PROBLEM REQUIREMENTS: Copy everything from the line containing "Identify one point on each instance of the ivy" down to the end of the records, swapping "entry door" for "front door" and keeping all else the same.

┌─ RECORDS PROVIDED

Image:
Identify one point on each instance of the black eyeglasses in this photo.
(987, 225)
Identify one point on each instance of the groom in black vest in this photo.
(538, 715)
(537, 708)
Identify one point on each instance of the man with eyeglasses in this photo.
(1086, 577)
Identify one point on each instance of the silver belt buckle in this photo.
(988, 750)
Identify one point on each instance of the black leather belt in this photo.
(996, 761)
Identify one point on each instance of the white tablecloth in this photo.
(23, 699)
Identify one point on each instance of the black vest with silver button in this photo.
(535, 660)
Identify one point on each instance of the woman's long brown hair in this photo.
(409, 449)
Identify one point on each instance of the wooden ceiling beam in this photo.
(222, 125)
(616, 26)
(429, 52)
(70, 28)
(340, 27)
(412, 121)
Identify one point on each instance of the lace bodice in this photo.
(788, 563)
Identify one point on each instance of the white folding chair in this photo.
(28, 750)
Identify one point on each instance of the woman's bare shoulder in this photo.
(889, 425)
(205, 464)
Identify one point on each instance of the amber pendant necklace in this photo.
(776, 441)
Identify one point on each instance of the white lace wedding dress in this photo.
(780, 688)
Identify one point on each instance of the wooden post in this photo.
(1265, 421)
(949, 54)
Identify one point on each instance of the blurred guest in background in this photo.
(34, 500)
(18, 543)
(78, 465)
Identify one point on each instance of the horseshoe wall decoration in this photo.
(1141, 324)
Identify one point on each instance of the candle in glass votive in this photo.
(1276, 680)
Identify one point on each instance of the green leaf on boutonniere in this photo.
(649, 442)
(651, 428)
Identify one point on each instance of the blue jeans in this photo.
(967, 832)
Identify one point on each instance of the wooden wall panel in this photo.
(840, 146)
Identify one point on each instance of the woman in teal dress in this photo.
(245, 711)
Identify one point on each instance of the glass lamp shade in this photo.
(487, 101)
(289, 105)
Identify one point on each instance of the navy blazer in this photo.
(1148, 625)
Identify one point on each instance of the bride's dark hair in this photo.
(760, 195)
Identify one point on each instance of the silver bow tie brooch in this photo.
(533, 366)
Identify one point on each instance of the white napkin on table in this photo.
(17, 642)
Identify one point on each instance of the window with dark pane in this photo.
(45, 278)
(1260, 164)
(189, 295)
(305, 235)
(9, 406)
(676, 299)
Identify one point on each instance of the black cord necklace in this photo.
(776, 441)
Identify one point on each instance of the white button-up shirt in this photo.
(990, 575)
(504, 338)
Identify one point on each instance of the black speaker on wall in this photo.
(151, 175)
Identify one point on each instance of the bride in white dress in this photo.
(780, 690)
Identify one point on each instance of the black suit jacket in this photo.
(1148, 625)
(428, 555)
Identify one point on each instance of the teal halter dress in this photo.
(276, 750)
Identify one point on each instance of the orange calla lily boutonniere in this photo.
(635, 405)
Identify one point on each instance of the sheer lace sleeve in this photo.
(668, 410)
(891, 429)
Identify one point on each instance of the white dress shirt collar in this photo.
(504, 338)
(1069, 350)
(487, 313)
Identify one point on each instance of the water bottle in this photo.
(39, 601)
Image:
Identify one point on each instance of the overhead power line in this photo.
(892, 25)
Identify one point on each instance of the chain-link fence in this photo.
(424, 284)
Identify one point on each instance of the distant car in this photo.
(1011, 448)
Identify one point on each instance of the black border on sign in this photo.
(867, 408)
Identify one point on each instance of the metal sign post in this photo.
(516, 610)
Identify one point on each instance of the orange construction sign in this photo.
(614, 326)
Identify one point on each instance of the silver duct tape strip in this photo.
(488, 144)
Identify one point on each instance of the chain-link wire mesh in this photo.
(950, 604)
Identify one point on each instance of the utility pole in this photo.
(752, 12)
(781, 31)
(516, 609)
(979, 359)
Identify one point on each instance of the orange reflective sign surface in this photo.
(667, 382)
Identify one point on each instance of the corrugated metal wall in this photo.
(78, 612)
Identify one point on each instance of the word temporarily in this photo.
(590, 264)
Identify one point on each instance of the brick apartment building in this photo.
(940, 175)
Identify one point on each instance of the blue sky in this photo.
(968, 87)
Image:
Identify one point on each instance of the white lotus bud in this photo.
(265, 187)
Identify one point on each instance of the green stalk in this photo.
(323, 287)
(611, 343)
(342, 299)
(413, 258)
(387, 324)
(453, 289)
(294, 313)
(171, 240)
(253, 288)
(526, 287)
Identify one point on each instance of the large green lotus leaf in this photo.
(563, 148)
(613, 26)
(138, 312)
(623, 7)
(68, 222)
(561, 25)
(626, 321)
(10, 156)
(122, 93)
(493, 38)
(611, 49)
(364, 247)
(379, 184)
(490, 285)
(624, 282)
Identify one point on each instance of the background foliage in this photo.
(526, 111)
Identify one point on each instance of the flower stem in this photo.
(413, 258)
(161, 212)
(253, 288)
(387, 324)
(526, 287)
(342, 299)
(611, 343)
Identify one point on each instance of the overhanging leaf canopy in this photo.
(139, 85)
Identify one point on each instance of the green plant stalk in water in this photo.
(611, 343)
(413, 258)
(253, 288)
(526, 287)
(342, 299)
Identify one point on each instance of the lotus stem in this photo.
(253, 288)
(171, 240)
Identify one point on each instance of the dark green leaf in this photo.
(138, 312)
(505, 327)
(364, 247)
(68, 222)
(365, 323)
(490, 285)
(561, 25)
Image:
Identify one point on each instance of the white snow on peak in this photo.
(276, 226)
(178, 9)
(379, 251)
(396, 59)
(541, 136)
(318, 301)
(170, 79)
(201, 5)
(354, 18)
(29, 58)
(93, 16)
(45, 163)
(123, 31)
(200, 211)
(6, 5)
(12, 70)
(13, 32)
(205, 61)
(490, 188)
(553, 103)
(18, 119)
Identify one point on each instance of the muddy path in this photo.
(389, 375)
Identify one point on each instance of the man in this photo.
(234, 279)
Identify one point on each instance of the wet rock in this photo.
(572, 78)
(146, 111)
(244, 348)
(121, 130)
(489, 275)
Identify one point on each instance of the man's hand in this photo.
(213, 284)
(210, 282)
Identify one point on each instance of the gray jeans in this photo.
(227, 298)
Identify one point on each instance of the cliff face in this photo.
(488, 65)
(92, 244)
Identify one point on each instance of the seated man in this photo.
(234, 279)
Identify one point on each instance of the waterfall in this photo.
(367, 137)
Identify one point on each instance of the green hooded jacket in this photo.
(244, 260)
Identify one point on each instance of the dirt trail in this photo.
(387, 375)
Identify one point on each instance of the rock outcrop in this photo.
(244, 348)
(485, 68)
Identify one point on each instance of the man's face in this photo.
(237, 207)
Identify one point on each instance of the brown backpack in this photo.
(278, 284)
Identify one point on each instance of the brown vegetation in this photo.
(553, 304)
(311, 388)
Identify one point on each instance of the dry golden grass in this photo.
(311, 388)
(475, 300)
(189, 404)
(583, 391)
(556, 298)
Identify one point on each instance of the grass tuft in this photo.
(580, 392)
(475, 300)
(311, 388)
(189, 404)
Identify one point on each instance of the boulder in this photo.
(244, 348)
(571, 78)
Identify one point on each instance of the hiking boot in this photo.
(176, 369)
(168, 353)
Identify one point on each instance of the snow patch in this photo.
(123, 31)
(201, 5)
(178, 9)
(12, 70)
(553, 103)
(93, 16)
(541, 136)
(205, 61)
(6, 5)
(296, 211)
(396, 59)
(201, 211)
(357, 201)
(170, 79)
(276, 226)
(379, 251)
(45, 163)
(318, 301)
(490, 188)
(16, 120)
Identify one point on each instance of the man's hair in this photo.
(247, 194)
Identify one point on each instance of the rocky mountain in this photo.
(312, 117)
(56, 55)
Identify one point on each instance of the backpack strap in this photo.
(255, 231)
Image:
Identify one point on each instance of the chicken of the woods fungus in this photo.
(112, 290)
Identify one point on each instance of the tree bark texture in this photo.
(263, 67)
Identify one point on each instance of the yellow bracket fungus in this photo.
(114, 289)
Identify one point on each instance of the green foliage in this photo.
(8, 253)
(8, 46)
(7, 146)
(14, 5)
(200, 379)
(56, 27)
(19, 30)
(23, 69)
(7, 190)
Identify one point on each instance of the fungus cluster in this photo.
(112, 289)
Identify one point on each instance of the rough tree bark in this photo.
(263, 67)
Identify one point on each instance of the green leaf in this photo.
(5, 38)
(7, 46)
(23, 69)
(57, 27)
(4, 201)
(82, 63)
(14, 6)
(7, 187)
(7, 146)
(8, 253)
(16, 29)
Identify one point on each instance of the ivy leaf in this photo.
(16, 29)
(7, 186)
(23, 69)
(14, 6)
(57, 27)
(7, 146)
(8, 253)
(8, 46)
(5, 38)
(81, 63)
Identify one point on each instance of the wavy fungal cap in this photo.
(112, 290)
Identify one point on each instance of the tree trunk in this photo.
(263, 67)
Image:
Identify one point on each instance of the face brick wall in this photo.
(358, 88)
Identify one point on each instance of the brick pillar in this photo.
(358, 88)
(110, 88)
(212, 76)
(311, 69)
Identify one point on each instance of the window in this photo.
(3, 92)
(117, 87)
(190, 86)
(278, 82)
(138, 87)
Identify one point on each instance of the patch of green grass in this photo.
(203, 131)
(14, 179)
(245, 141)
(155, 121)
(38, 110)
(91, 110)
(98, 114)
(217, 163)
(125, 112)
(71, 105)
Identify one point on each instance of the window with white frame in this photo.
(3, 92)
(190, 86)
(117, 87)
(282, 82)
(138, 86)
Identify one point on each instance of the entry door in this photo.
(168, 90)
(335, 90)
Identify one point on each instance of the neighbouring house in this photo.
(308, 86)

└─

PROBLEM SOLUTION:
Identify one point on each instance of the ivy leaf in this photo.
(16, 29)
(7, 186)
(23, 69)
(14, 6)
(57, 27)
(7, 146)
(8, 253)
(8, 46)
(5, 38)
(81, 63)
Identify one point on each instance of the wavy fungal cap in this photo.
(112, 290)
Identify one point on each instance of the tree trunk in this photo.
(263, 67)
Image:
Identify one point on each instance of the face brick wall in this photo.
(358, 88)
Identify one point on each instance of the brick pillar in this photo.
(358, 88)
(110, 88)
(212, 76)
(311, 69)
Identify one point on each instance of the window in this photo.
(3, 92)
(117, 87)
(190, 86)
(278, 82)
(138, 87)
Identify one point on each instance of the patch of green grass in this photo.
(203, 131)
(14, 179)
(245, 141)
(155, 121)
(38, 110)
(91, 110)
(98, 114)
(217, 163)
(125, 112)
(71, 105)
Identify one point on each instance of the window with white frame in this photo.
(3, 92)
(190, 86)
(117, 87)
(282, 82)
(138, 86)
Identify one point on each instance of the front door in this photo.
(168, 90)
(335, 90)
Identify one point on each instance of the neighbouring house in this photo.
(308, 86)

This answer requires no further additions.